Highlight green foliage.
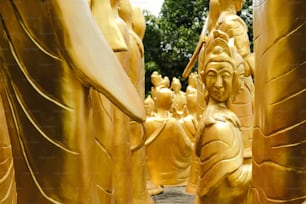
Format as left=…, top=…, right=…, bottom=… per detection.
left=143, top=0, right=253, bottom=94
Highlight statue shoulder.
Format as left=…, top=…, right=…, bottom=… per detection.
left=216, top=15, right=248, bottom=37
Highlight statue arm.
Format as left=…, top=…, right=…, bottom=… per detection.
left=199, top=121, right=243, bottom=196
left=48, top=0, right=145, bottom=121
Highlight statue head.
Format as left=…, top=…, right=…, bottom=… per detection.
left=151, top=71, right=162, bottom=86
left=188, top=72, right=198, bottom=88
left=155, top=88, right=173, bottom=110
left=144, top=95, right=155, bottom=116
left=132, top=7, right=146, bottom=39
left=218, top=0, right=244, bottom=12
left=171, top=77, right=182, bottom=93
left=199, top=30, right=244, bottom=103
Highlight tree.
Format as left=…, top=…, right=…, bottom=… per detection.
left=144, top=0, right=253, bottom=94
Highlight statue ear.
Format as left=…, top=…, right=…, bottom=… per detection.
left=200, top=71, right=206, bottom=85
left=234, top=0, right=244, bottom=11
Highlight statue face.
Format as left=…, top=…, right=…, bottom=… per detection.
left=205, top=62, right=233, bottom=102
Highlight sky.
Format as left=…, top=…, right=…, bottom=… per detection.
left=130, top=0, right=164, bottom=16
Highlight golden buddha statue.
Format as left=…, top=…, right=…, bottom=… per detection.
left=145, top=88, right=193, bottom=185
left=119, top=0, right=153, bottom=204
left=252, top=0, right=306, bottom=204
left=0, top=76, right=17, bottom=204
left=215, top=0, right=254, bottom=163
left=144, top=95, right=155, bottom=118
left=170, top=77, right=188, bottom=119
left=195, top=31, right=252, bottom=204
left=90, top=0, right=128, bottom=203
left=179, top=73, right=199, bottom=194
left=89, top=0, right=128, bottom=52
left=0, top=0, right=145, bottom=204
left=184, top=0, right=255, bottom=163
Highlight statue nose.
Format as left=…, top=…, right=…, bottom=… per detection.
left=215, top=76, right=223, bottom=88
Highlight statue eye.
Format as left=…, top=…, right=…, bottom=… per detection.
left=222, top=72, right=231, bottom=79
left=206, top=72, right=216, bottom=79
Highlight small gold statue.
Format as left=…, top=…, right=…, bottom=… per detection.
left=195, top=31, right=251, bottom=204
left=145, top=88, right=193, bottom=185
left=0, top=0, right=145, bottom=204
left=0, top=80, right=17, bottom=204
left=144, top=95, right=155, bottom=118
left=170, top=77, right=188, bottom=119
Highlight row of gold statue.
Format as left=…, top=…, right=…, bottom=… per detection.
left=0, top=0, right=153, bottom=204
left=0, top=0, right=306, bottom=204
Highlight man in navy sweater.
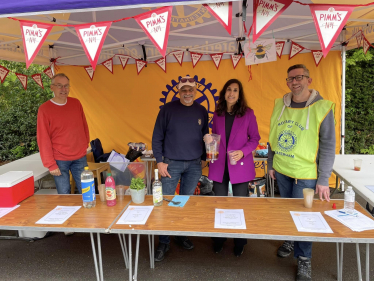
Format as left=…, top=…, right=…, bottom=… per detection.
left=152, top=76, right=209, bottom=261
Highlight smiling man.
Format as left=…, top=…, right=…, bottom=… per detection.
left=152, top=76, right=209, bottom=261
left=268, top=64, right=335, bottom=281
left=37, top=73, right=90, bottom=194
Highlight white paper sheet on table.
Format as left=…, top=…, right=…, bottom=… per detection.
left=117, top=205, right=154, bottom=224
left=325, top=210, right=374, bottom=232
left=214, top=209, right=247, bottom=229
left=36, top=206, right=82, bottom=224
left=0, top=205, right=20, bottom=218
left=290, top=211, right=334, bottom=233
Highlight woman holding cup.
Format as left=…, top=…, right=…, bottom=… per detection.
left=204, top=79, right=261, bottom=257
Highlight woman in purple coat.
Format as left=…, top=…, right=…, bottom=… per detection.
left=204, top=79, right=260, bottom=257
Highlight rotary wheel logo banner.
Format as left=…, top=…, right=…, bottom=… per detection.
left=19, top=20, right=53, bottom=68
left=309, top=5, right=355, bottom=57
left=134, top=6, right=173, bottom=57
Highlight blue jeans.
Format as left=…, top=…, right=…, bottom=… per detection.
left=54, top=156, right=87, bottom=194
left=159, top=158, right=201, bottom=244
left=275, top=171, right=317, bottom=258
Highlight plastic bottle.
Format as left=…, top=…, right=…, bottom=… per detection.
left=344, top=186, right=355, bottom=214
left=81, top=167, right=96, bottom=209
left=105, top=173, right=117, bottom=207
left=152, top=169, right=163, bottom=206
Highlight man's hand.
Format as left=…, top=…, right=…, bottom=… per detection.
left=316, top=184, right=330, bottom=202
left=157, top=162, right=171, bottom=178
left=269, top=170, right=275, bottom=180
left=49, top=168, right=61, bottom=177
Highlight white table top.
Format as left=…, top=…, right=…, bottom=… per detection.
left=333, top=154, right=374, bottom=206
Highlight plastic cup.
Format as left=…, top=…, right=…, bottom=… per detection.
left=353, top=159, right=362, bottom=171
left=229, top=150, right=236, bottom=165
left=98, top=184, right=106, bottom=202
left=303, top=188, right=314, bottom=208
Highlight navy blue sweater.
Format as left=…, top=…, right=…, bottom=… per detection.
left=152, top=100, right=209, bottom=163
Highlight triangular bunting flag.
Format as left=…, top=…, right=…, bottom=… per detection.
left=275, top=41, right=286, bottom=58
left=75, top=21, right=112, bottom=70
left=117, top=55, right=131, bottom=70
left=155, top=57, right=166, bottom=73
left=288, top=41, right=305, bottom=60
left=19, top=20, right=53, bottom=68
left=135, top=60, right=147, bottom=75
left=83, top=66, right=95, bottom=81
left=16, top=73, right=27, bottom=90
left=190, top=52, right=203, bottom=68
left=231, top=54, right=243, bottom=69
left=31, top=73, right=44, bottom=90
left=134, top=6, right=173, bottom=57
left=252, top=0, right=293, bottom=42
left=210, top=53, right=223, bottom=70
left=362, top=34, right=371, bottom=55
left=172, top=51, right=184, bottom=66
left=311, top=50, right=323, bottom=67
left=203, top=2, right=232, bottom=35
left=102, top=58, right=113, bottom=74
left=43, top=67, right=53, bottom=79
left=309, top=5, right=355, bottom=57
left=0, top=65, right=9, bottom=84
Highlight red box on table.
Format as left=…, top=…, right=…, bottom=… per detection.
left=0, top=171, right=34, bottom=208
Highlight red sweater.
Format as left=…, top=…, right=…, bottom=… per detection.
left=37, top=97, right=90, bottom=171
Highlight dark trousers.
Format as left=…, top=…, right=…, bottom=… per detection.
left=212, top=160, right=249, bottom=247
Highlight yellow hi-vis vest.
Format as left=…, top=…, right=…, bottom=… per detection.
left=269, top=99, right=335, bottom=179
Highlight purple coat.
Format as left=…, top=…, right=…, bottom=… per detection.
left=209, top=109, right=261, bottom=184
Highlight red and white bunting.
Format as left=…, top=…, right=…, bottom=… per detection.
left=83, top=66, right=95, bottom=81
left=117, top=55, right=131, bottom=70
left=231, top=54, right=243, bottom=69
left=155, top=57, right=166, bottom=73
left=203, top=2, right=232, bottom=35
left=43, top=67, right=53, bottom=79
left=19, top=20, right=53, bottom=68
left=75, top=21, right=112, bottom=70
left=134, top=6, right=173, bottom=57
left=172, top=51, right=184, bottom=66
left=309, top=5, right=355, bottom=57
left=102, top=58, right=113, bottom=74
left=311, top=50, right=323, bottom=67
left=135, top=60, right=147, bottom=75
left=362, top=34, right=371, bottom=55
left=210, top=53, right=223, bottom=70
left=252, top=0, right=293, bottom=42
left=190, top=52, right=203, bottom=68
left=16, top=73, right=27, bottom=90
left=31, top=73, right=44, bottom=90
left=288, top=41, right=305, bottom=60
left=0, top=65, right=9, bottom=84
left=275, top=41, right=286, bottom=58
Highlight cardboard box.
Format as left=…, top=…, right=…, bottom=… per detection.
left=0, top=171, right=34, bottom=208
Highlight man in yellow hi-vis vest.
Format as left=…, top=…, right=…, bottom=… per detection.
left=268, top=64, right=335, bottom=281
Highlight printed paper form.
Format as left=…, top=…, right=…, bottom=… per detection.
left=116, top=205, right=154, bottom=224
left=36, top=206, right=82, bottom=224
left=290, top=211, right=333, bottom=233
left=0, top=205, right=20, bottom=218
left=214, top=209, right=247, bottom=229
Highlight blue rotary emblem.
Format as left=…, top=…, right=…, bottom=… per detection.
left=160, top=74, right=219, bottom=128
left=278, top=130, right=297, bottom=152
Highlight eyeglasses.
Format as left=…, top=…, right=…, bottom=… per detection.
left=286, top=75, right=309, bottom=82
left=52, top=84, right=70, bottom=90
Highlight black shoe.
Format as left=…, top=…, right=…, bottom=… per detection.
left=155, top=243, right=170, bottom=261
left=234, top=245, right=244, bottom=257
left=174, top=236, right=195, bottom=250
left=277, top=241, right=293, bottom=258
left=296, top=257, right=312, bottom=281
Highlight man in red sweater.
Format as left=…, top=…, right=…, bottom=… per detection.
left=37, top=73, right=90, bottom=194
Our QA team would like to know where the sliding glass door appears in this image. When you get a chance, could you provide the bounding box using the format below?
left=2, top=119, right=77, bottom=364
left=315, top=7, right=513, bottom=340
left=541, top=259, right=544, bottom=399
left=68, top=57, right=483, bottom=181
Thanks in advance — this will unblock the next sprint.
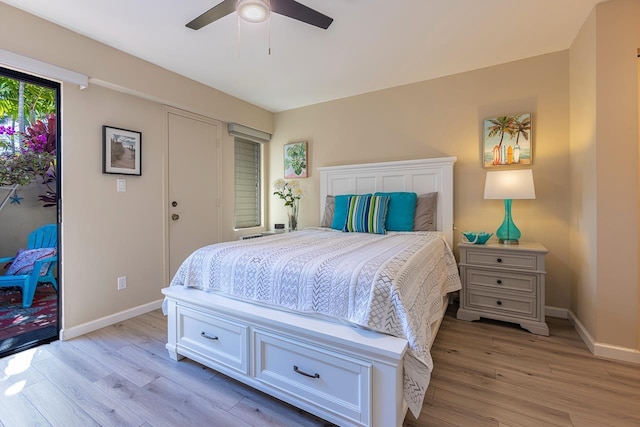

____

— Problem details —
Rewrite everything from the start of the listing down to the line containing "left=216, top=15, right=248, bottom=37", replacing "Highlight" with "Outline" and leaving all else unchanged. Leave the pictures out.

— Task solution —
Outline green foliage.
Format as left=…, top=…, right=…, bottom=… per detection.
left=143, top=0, right=253, bottom=94
Outline statue shoulder.
Format as left=…, top=…, right=…, bottom=… per detection.
left=216, top=15, right=248, bottom=37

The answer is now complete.